__EXERCISE DETAILS__
Turn every line of the records below into a numbered list, leaving out the blank lines.

__DATA FOR THE TASK__
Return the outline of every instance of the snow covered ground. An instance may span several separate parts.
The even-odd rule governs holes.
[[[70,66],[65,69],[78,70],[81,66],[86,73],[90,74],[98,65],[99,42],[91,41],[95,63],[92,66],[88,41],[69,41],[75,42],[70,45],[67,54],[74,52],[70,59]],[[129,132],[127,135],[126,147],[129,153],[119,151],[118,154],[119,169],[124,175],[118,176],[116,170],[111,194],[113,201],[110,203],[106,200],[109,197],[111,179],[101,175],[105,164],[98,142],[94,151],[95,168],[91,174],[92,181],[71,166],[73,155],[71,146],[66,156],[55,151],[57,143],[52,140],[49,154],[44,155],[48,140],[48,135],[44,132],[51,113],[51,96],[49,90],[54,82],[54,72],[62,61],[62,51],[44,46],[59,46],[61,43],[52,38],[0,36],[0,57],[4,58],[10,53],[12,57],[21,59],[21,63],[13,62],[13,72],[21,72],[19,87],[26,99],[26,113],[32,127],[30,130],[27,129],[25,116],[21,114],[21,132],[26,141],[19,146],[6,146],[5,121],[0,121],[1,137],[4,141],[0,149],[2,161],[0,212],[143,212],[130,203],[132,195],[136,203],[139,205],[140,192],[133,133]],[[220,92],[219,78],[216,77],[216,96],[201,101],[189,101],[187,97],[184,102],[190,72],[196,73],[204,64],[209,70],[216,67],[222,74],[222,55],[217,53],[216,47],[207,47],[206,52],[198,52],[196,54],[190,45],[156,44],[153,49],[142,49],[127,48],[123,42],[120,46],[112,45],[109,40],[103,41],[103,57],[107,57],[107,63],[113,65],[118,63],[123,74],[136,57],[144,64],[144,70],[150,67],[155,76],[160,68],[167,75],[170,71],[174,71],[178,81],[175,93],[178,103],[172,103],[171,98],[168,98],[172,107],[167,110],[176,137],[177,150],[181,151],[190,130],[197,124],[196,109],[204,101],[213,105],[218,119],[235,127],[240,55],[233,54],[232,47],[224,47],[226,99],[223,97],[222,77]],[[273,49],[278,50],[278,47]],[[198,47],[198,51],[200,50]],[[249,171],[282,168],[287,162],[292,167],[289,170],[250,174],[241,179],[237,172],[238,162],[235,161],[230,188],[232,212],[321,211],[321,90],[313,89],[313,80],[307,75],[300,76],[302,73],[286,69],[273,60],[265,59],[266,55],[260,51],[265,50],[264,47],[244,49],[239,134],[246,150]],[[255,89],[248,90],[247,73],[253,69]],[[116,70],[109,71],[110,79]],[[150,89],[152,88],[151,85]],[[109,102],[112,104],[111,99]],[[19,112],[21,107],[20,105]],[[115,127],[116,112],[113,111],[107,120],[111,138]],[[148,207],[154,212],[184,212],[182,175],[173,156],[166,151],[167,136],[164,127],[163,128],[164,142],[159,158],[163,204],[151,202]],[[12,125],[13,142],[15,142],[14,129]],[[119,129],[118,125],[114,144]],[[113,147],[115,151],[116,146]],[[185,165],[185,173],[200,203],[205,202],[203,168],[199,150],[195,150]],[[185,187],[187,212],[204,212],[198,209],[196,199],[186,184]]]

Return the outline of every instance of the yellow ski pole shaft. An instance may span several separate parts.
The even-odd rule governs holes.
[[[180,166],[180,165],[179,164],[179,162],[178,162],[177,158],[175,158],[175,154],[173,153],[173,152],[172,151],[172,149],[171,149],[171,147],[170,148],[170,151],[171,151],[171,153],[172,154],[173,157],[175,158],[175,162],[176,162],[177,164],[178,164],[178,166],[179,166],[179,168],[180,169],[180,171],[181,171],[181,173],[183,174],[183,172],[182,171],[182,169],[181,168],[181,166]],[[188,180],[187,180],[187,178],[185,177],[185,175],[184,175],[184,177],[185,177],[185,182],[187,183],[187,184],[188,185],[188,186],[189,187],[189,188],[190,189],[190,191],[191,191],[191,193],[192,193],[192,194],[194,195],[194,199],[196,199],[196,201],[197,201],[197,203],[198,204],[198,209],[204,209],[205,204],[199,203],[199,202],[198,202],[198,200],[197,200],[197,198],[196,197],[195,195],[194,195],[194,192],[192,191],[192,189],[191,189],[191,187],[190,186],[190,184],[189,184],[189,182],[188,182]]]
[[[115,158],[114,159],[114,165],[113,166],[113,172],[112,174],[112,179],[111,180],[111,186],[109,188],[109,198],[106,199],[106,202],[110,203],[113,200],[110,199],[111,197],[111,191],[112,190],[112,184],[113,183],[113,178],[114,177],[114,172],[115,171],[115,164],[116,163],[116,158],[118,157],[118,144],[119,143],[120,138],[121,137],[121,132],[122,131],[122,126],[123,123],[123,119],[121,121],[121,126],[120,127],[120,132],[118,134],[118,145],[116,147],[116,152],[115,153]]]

__FULL OUTPUT__
1. Return the outline of every instance of the snow covered ground. An instance may span several separate parts.
2. The even-odd rule governs holes.
3. [[[70,66],[65,69],[78,70],[81,66],[86,73],[90,74],[98,65],[99,42],[91,41],[95,63],[92,66],[88,41],[69,41],[75,42],[70,45],[67,54],[74,52],[70,59]],[[129,132],[127,135],[126,147],[129,153],[119,151],[118,154],[119,169],[124,175],[118,176],[116,170],[111,194],[113,201],[110,203],[106,200],[109,197],[111,179],[101,175],[105,164],[98,142],[94,151],[95,168],[91,174],[92,181],[71,166],[73,155],[71,146],[66,156],[55,151],[57,143],[52,140],[49,154],[44,155],[48,140],[48,135],[44,132],[51,113],[51,96],[49,90],[54,82],[54,72],[62,61],[62,51],[44,46],[59,46],[61,43],[52,38],[0,36],[0,57],[4,58],[10,53],[12,57],[21,59],[21,63],[13,62],[13,72],[21,72],[19,87],[26,99],[26,113],[32,127],[30,130],[27,129],[25,116],[21,114],[21,132],[26,141],[19,146],[6,146],[5,121],[0,121],[1,137],[4,141],[0,149],[2,161],[0,212],[143,212],[130,203],[132,195],[136,203],[139,205],[140,192],[133,133]],[[220,92],[219,78],[216,77],[216,96],[201,101],[189,101],[187,97],[184,102],[190,72],[196,73],[204,64],[209,70],[216,67],[222,74],[222,55],[217,53],[216,47],[207,47],[206,52],[198,52],[196,54],[190,45],[156,44],[153,49],[142,49],[127,48],[123,42],[120,46],[112,45],[109,40],[103,41],[103,57],[107,57],[107,63],[113,65],[118,63],[123,74],[136,57],[144,64],[144,70],[150,67],[155,76],[160,68],[167,75],[170,71],[174,71],[178,81],[175,93],[178,103],[172,103],[171,98],[168,98],[172,107],[167,110],[176,137],[177,150],[181,151],[190,130],[197,124],[196,109],[204,101],[213,105],[218,119],[235,127],[240,55],[233,54],[232,47],[224,47],[226,99],[223,97],[222,77]],[[273,49],[278,50],[278,47]],[[198,47],[198,51],[200,50]],[[249,171],[282,168],[287,162],[292,167],[289,170],[250,174],[241,179],[237,172],[238,162],[235,161],[230,188],[232,212],[321,211],[321,90],[313,89],[313,80],[307,75],[300,76],[302,73],[286,69],[273,60],[265,59],[266,55],[260,51],[265,50],[264,47],[244,49],[239,134],[246,150]],[[255,89],[248,90],[247,73],[253,69]],[[116,70],[109,71],[110,79]],[[150,89],[152,88],[151,85]],[[109,102],[112,104],[111,99]],[[19,112],[21,107],[20,105]],[[115,127],[116,112],[113,111],[107,120],[111,138]],[[148,207],[154,212],[184,212],[182,175],[173,156],[166,151],[167,136],[164,127],[163,128],[164,142],[159,158],[163,204],[151,202]],[[12,125],[13,142],[15,142],[14,129]],[[119,129],[118,125],[114,144]],[[113,147],[115,151],[116,146]],[[185,165],[185,173],[200,203],[205,202],[203,168],[199,150],[195,150]],[[185,187],[187,212],[204,212],[198,209],[196,199],[186,184]]]
4. Return the outline of every instance of the yellow ski pole shaft. An instance may span several separate parts.
5. The even-odd rule governs holes.
6. [[[180,166],[180,165],[179,164],[179,162],[178,162],[177,158],[175,158],[175,154],[173,153],[173,152],[172,151],[172,149],[171,149],[171,147],[170,148],[170,151],[171,151],[171,153],[172,154],[173,157],[175,158],[175,162],[176,162],[177,164],[178,164],[178,166],[179,166],[179,168],[180,169],[180,171],[181,171],[181,173],[183,174],[183,172],[182,171],[182,169],[181,168],[181,166]],[[188,180],[187,180],[187,178],[185,177],[185,175],[184,175],[184,177],[185,177],[185,182],[187,183],[187,184],[188,185],[188,186],[189,187],[189,188],[190,189],[190,191],[191,191],[191,193],[192,193],[192,194],[194,195],[194,199],[196,199],[196,201],[197,201],[197,203],[198,204],[198,209],[204,209],[205,204],[199,203],[199,202],[198,202],[198,200],[197,200],[197,198],[196,197],[195,195],[194,195],[194,192],[192,191],[192,189],[191,189],[191,187],[190,186],[190,184],[189,184],[189,182],[188,182]]]
7. [[[115,158],[114,159],[114,165],[113,166],[113,172],[112,174],[112,179],[111,180],[111,186],[109,188],[109,198],[106,199],[106,202],[110,203],[113,200],[110,199],[111,197],[111,191],[112,190],[112,184],[113,183],[113,178],[114,177],[114,172],[115,171],[115,164],[116,163],[116,158],[118,157],[118,144],[119,143],[120,138],[121,137],[121,132],[122,131],[122,126],[123,123],[123,119],[121,121],[121,126],[120,127],[120,132],[118,134],[118,145],[116,147],[116,152],[115,153]]]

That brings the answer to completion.